WHAT IS REQUIRED
What follows are records. Restate all of them word for word.
%%
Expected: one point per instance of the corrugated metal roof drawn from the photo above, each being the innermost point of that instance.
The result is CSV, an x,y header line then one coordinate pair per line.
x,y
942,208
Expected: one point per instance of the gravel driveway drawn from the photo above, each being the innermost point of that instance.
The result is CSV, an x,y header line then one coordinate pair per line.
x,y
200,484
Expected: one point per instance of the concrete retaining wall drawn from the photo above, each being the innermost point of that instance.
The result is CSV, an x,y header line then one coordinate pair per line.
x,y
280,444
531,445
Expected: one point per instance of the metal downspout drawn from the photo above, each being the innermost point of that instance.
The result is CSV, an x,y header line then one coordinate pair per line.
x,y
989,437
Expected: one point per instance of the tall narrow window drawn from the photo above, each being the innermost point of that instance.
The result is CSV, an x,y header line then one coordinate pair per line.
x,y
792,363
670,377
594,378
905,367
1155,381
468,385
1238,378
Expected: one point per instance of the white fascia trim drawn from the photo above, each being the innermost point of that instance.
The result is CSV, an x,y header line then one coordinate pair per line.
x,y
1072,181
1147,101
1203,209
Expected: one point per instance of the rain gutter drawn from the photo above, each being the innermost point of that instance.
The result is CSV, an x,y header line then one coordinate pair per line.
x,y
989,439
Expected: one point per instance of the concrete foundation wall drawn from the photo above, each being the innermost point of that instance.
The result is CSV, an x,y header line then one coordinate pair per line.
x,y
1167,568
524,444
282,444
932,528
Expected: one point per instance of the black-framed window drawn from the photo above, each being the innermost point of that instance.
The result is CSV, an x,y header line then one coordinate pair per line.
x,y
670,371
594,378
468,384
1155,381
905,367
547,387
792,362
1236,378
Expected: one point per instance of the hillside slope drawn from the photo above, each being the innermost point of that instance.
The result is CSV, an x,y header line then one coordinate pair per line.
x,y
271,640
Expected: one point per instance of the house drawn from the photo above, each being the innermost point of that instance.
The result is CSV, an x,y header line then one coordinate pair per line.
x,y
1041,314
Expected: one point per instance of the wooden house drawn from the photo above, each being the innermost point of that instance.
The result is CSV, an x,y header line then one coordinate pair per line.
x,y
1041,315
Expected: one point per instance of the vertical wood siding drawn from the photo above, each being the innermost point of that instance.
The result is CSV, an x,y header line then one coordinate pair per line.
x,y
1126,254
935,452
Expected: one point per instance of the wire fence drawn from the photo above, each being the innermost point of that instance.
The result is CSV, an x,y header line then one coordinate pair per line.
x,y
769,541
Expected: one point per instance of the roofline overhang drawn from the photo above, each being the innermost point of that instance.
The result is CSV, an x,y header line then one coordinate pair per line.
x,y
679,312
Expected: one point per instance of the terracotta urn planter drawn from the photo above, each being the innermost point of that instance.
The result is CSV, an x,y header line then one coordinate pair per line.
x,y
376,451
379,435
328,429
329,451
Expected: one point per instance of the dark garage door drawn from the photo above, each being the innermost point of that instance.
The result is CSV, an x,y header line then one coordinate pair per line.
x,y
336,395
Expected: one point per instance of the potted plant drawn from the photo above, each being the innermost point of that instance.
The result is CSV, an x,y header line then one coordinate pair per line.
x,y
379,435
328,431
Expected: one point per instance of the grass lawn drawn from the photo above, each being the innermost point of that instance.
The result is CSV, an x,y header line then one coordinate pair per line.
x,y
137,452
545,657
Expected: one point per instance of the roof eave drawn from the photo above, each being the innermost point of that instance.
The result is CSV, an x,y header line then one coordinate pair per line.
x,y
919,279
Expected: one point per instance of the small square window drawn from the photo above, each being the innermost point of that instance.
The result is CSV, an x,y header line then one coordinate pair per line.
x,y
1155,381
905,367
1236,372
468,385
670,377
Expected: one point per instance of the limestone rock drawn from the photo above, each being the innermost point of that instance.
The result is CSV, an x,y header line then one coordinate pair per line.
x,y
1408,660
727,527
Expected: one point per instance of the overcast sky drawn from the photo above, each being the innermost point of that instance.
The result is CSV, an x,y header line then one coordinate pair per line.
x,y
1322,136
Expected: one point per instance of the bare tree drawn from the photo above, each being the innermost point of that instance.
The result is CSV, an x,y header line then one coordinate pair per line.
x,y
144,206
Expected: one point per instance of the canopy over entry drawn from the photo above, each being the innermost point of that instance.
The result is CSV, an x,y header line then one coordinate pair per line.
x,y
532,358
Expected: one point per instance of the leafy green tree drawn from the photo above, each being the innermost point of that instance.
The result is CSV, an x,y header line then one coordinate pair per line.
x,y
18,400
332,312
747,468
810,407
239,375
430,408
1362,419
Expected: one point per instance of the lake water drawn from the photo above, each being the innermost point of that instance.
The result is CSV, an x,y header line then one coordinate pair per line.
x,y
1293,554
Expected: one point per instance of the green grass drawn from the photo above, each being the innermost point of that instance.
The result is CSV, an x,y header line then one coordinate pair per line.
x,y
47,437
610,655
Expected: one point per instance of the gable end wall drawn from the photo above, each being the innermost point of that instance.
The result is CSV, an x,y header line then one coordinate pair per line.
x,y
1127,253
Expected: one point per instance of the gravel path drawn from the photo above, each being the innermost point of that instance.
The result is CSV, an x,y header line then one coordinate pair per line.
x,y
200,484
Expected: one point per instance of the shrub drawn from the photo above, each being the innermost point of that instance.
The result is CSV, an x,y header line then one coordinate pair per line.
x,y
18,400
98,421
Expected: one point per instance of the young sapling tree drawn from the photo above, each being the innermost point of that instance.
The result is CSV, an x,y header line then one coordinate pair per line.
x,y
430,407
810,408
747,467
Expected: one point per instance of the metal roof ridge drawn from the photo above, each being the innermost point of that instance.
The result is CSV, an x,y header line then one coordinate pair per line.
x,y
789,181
%%
RIGHT ANSWER
Expected: one point per instance of the corrugated metal roof drawn from the photo above, each being the innermost point of that instance.
The result is CSV, an x,y header line then one coordinate pair per line.
x,y
942,208
Expected: one point per instance of the gravel driveway drawn from the photo above, each being the innermost point of that instance.
The result is CSV, an x,y header line then one coordinate pair per line.
x,y
200,484
Expected: one point per instance of the concrete retaining wall drawn from the photo above, each being the innermost point of that instance.
The result is CSV, an x,y header line then one coordinate pair per line.
x,y
280,444
531,445
Expected: one point per instance of the metal downspout drawn from the photo above, each being the innermost point of that instance.
The result is CSV, an x,y header line then one coordinate pair per line.
x,y
989,437
Expected: one point per instance of the tall narrow window drawn from the photo above, each being the innermost point of that instance.
The result is CSV, an x,y header line then one coordinate pair per line.
x,y
792,363
670,377
594,378
905,367
1155,381
468,385
1238,378
Expected: one point per instance of the white fascia trim drawn from the photo above, each being the innermost point of that instance.
The result is CSV, an x,y header line then one coordinate pair per line.
x,y
1072,181
1147,101
1203,209
Expected: one point per instance of the rain gutter drawn from the photo above, each being the innermost point of that instance.
The result is CSV, an x,y header line then one coordinate pair per line.
x,y
989,439
Expected: one point per instance of the concrete foundation wall drawn from the photo above, each being the innermost point of that instance.
The result is CSV, an x,y header line then one coordinate pair per line.
x,y
1167,568
524,444
282,444
932,528
Expected: one point per instance of the black-framed window drawn from the photo above, each being the innermost point of that instance.
The result is CSV, an x,y header line then one coordinate pair per line.
x,y
670,371
594,378
468,384
1155,381
905,367
547,387
792,362
1236,378
Expected: one point per instance of the hillside slope drawn from the photo above, each being the innermost point of that instance.
The result is CSV, an x,y header line then one coordinate pair per line.
x,y
271,640
Expected: one point per instance of the house drawn from the photo above, each being the innermost point of that instance.
The result is CSV, an x,y header line then one coordinate pair per line.
x,y
1041,314
Expected: one point per instance of the wooden house drawn from the photo above, each being the innermost point of that instance.
The result is CSV, an x,y header line then one coordinate pair per line.
x,y
1041,315
Expected: one point per instance of the vertical wood siding drawn from the photo above, each being the innermost point of that instance.
The result is CSV, an x,y header line then one coordinate pair per line.
x,y
1126,254
935,452
Expected: one point per instance of the wire fence drawn from the photo above, each being the innermost point of that instance.
The result is CSV, an x,y header line then one coordinate pair per line.
x,y
769,541
Expected: one point per instance of the roofline overhang drawn from the photo above, each being the innermost point of that instance.
The result is CSV, an x,y header line then one coordinate pair per line.
x,y
679,312
Expected: one point per instance of the terracotta urn planter drawn from the photo above, each being the innermost point of that instance.
The result is CSV, an x,y header line then one coordinate pair per line.
x,y
376,451
379,435
328,429
329,451
Expected: one point per instance of the dark garage door drawn from the photo above, each being the innermost point of that instance.
The result is CSV, an x,y header line then one coordinate pair per line.
x,y
336,395
Expected: one point per instance of the potted plant drawn from the photo above, each being the innermost point of that instance.
The result is CSV, an x,y header line then one coordinate pair per line.
x,y
379,435
328,431
Expected: one point per instance of the grass lawn drawn from the photo above, each being the innermost point of that instance.
The result is CSV, an x,y header line then one coordinate pair per line.
x,y
137,452
545,657
Expected: one point per instance of the roof eave drawn from the photo above, each being the innermost point of that instance.
The result is CSV, an x,y header line then one coordinate pair per line.
x,y
919,279
Expected: one point per instance of the small square window drawn from the photo above, each being the innermost point of that instance.
The result is CSV, an x,y header line then one coordinate pair per line.
x,y
1155,381
905,367
1236,372
468,385
670,377
Expected: one point per instance of the limestone rock drawn from the photo above, each being the innermost point of that instance.
The result is CSV, an x,y header line then one coordinate pair per line.
x,y
1408,660
727,527
Expected: one point per instance of the overcast sky drawn from the photo above, each being the innermost point of that instance.
The result is CSV, an x,y header line then one coordinate pair per line.
x,y
1322,136
Expected: one point per instance of the bare tree drawn from the photo above, each being the innermost point of that instance.
The result is CSV, an x,y header line then one coordinate pair per line.
x,y
144,206
Expected: one point per instance of the canopy over entry drawn from the photo above, each being the innermost point of that instance.
The result is CSV, an x,y header line then one coordinate pair per line.
x,y
532,358
Expected: one point per instance of the leafy green tree drawn from the photo above, each being the innermost point of that instance.
The result is CSV, an x,y header line then one coordinate pair per line.
x,y
18,400
332,312
747,468
810,407
239,375
430,408
1362,419
Expected: one point per instance of the lake water drawn from the photo above, each being the innermost point of that instance.
The result is CSV, an x,y header line then one coordinate pair per line.
x,y
1293,554
Expected: one point per instance of the green grass drawn from the photo above, each being the innermost point of that instance.
The result is CSV, an x,y header line then one coordinate pair per line.
x,y
47,437
610,655
Expected: one point per instance of the gable end wall drawn from the photo above, each being the innermost point of that instance.
The result is CSV, an x,y header line then one coordinate pair per line.
x,y
1127,253
Expected: one point per instance of the gravel path drawn from the photo above, each being the innermost point of that instance.
The result is CSV, an x,y header line then one coordinate pair per line.
x,y
200,484
Expected: one point per instance of the shrub drawn from the photo above, each being the innermost point of that instance.
The result is CSV, an x,y header line then one coordinate pair per line.
x,y
18,400
98,421
Expected: one point per instance of the young sapling tree drawn from the photo above, each being the innermost point of that instance.
The result is CSV, an x,y header line then one coordinate pair per line.
x,y
430,407
810,408
747,467
Expected: one point per instance of the metal roof ridge drawn from the photo above, each being the innermost point of that instance.
The result is CSV, an x,y header line then one coordinate pair per line.
x,y
789,181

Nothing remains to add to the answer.